# Exercise aim:
Restate the entire listing word for word.

○ ○ ○ ○ ○ ○ ○

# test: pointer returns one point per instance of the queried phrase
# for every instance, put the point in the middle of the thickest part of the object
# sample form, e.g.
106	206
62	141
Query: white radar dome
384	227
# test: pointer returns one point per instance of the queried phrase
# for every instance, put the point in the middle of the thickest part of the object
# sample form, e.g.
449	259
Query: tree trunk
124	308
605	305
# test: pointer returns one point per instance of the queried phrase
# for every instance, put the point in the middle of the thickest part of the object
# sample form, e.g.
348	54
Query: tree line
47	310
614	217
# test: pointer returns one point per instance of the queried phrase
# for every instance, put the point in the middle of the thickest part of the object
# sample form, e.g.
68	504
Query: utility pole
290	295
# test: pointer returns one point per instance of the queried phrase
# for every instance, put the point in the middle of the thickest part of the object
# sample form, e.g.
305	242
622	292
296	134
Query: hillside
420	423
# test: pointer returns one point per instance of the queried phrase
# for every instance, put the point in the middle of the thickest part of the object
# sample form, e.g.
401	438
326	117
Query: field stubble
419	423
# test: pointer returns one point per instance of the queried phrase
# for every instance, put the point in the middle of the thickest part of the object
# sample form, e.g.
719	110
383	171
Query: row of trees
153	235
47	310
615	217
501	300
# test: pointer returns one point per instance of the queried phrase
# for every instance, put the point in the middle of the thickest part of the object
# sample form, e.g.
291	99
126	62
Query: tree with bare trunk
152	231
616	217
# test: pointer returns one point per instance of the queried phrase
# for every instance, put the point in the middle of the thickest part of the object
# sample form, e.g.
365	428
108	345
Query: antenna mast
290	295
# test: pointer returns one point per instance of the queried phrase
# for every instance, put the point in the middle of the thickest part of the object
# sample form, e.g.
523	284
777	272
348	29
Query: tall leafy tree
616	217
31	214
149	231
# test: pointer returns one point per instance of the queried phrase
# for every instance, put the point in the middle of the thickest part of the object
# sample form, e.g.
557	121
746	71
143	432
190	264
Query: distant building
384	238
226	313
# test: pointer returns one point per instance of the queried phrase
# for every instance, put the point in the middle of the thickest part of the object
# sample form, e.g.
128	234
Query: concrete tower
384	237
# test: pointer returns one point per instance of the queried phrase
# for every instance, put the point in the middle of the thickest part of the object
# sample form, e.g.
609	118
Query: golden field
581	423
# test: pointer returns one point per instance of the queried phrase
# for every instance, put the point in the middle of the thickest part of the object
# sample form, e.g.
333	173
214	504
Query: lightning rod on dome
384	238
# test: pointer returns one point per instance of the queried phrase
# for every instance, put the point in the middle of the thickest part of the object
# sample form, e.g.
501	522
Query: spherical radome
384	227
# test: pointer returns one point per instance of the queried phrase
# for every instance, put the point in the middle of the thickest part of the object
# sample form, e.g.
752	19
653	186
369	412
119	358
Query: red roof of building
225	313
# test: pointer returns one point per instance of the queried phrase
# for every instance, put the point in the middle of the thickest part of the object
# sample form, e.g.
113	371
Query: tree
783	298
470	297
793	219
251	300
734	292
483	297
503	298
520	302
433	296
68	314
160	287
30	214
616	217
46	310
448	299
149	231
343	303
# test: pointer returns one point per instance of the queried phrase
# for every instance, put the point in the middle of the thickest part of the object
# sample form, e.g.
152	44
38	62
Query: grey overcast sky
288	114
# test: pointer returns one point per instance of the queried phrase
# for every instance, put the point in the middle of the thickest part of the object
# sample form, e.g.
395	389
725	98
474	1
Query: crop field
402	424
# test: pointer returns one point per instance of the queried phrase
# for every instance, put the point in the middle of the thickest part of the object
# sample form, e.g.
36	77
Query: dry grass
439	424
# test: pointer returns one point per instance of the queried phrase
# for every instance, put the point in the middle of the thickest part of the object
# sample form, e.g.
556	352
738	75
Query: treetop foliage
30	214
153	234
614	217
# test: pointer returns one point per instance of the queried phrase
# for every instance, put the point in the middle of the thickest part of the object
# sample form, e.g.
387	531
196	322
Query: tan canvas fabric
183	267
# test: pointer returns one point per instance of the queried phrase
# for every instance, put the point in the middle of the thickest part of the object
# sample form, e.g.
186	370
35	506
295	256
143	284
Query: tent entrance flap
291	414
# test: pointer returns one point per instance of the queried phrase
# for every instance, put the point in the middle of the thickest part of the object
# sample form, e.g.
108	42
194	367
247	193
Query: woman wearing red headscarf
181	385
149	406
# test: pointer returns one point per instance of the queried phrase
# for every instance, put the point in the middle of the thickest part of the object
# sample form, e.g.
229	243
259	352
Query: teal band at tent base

○ ○ ○ ○ ○ ○ ○

# Result:
# test: pointer returns one point per instance of the queried phrase
# for every instance, put the point in the middle of the thickest part of the object
# sample form, e.g.
106	206
62	141
Query: white radar dome
384	227
# test: pointer returns one point per instance of the queried phrase
# for every instance, put the point in the middle of the thickest part of the object
# sample form, e.g.
449	259
Query: tree trunk
124	308
605	305
# test: pointer returns one point per instance of the queried phrase
# for every instance, put the point in the middle of the thickest part of the object
# sample form, e.g.
348	54
Query: tree line
47	310
614	217
# test: pointer returns one point per instance of the queried phrase
# for every instance, put the point in the middle of the thickest part of the object
# sample form, e.g.
68	504
Query: utility pole
290	295
# test: pointer returns one point per instance of the queried phrase
# for every instance, put the point in the middle of the thickest part of the object
# sample form, e.g.
305	242
622	292
296	134
Query: hillside
420	423
# test: pointer returns one point per instance of the queried phrase
# for every instance, put the point in the middle of the thickest part of the object
# sample form, e.g.
401	438
326	117
Query: field stubble
419	423
# test: pointer returns one point per instance of the queried phrase
# for every instance, put the point in the middle of the thickest part of the object
# sample form, e.g.
719	110
383	171
Query: row of trees
153	235
47	310
615	217
501	300
# test: pointer returns one point per instance of the queried phrase
# for every instance, put the point in the middle of the thickest part of the object
# sample form, e.g.
291	99
126	62
Query: tree with bare trunk
152	231
616	217
# test: pointer returns one point per instance of the queried phrase
# for every instance, put the point in the middle of the thickest part of the object
# sample form, e.g.
365	428
108	345
Query: antenna mast
290	295
# test: pointer returns one point per instance of the queried phrase
# for every instance, put the point in the middle of the thickest part of the object
# sample form, e.g.
523	284
777	272
348	29
Query: tall leafy tree
616	217
31	214
149	231
# test: pointer returns one point per instance of the queried phrase
# for every instance, put the point in the middle of the thickest part of the object
# sample form, e.g.
557	121
746	71
143	432
190	264
Query: distant building
384	238
226	313
# test: pointer returns one point per instance of the queried phrase
# for every instance, put the point in the middle of the thickest part of the object
# sample form, e.g.
128	234
Query: concrete tower
384	237
# test: pointer returns one point per instance of the queried phrase
# for every instance, put the point in the middle of the thickest part of the object
# sample form, e.g.
609	118
Query: golden field
581	423
# test: pointer returns one point per instance of the queried phrase
# for every instance, put the point in the middle of the thickest part of the object
# sample form, e.g.
333	173
214	504
Query: lightning rod on dome
384	238
# test: pointer returns one point per instance of the queried phrase
# for every instance, put the point in the middle of the thickest part of the object
# sample form, e.g.
501	522
Query: spherical radome
384	227
# test: pointer returns one point per instance of the queried phrase
# for every instance, put the point in the middle of the thickest part of the object
# sample form, e.g.
752	19
653	186
369	412
119	358
Query: red roof of building
225	313
# test: pointer returns one point per instance of the queried phrase
# for every instance, put the point in the middle of the thickest part of the object
# sample form, e.g.
113	371
Query: tree
783	298
470	297
793	219
251	300
734	292
483	297
503	298
520	302
433	296
68	314
160	287
30	214
616	217
46	310
448	299
149	231
343	303
# test: pointer returns one point per instance of the queried phrase
# for every instance, put the point in the middle of the thickest part of the object
# sample form, e.g.
152	44
38	62
Query: grey overcast sky
288	114
# test: pointer returns one point per instance of the queried phrase
# for every instance, put the point in the middle of the thickest part of the object
# sample form, e.g.
395	389
725	98
474	1
Query: crop field
402	424
# test: pointer returns one point per instance of the queried phrase
# for every instance, put the point in the middle of the thickest part of the object
# sample form, e.g.
36	77
Query: dry grass
439	424
# test: pointer returns one point per instance of the queried phrase
# for every instance, put the point in the middle of the thickest part of the object
# sample form, e.g.
556	352
738	75
Query: treetop foliage
30	214
153	234
614	217
# test: pointer returns one point per instance of the queried phrase
# for every instance, put the point in the middle of the thickest part of the object
# sample form, e.g.
387	531
196	322
Query: tan canvas fabric
183	267
# test: pointer returns one point per instance of the queried phrase
# for every instance, put the point in the middle of the thickest part of the object
# sample form, e.g.
186	370
35	506
295	256
143	284
Query: tent entrance flap
291	414
# test: pointer returns one point per instance of the queried phrase
# for every instance, put the point in the middle of the thickest part of the object
# sample form, e.g.
108	42
194	367
247	193
Query: woman wearing red headscarf
181	385
149	406
# test: pointer returns one point per instance of the queried phrase
# for every instance, put the point in the middle of the thickest part of the object
# sample form, e.g.
229	243
259	352
Query: teal band at tent base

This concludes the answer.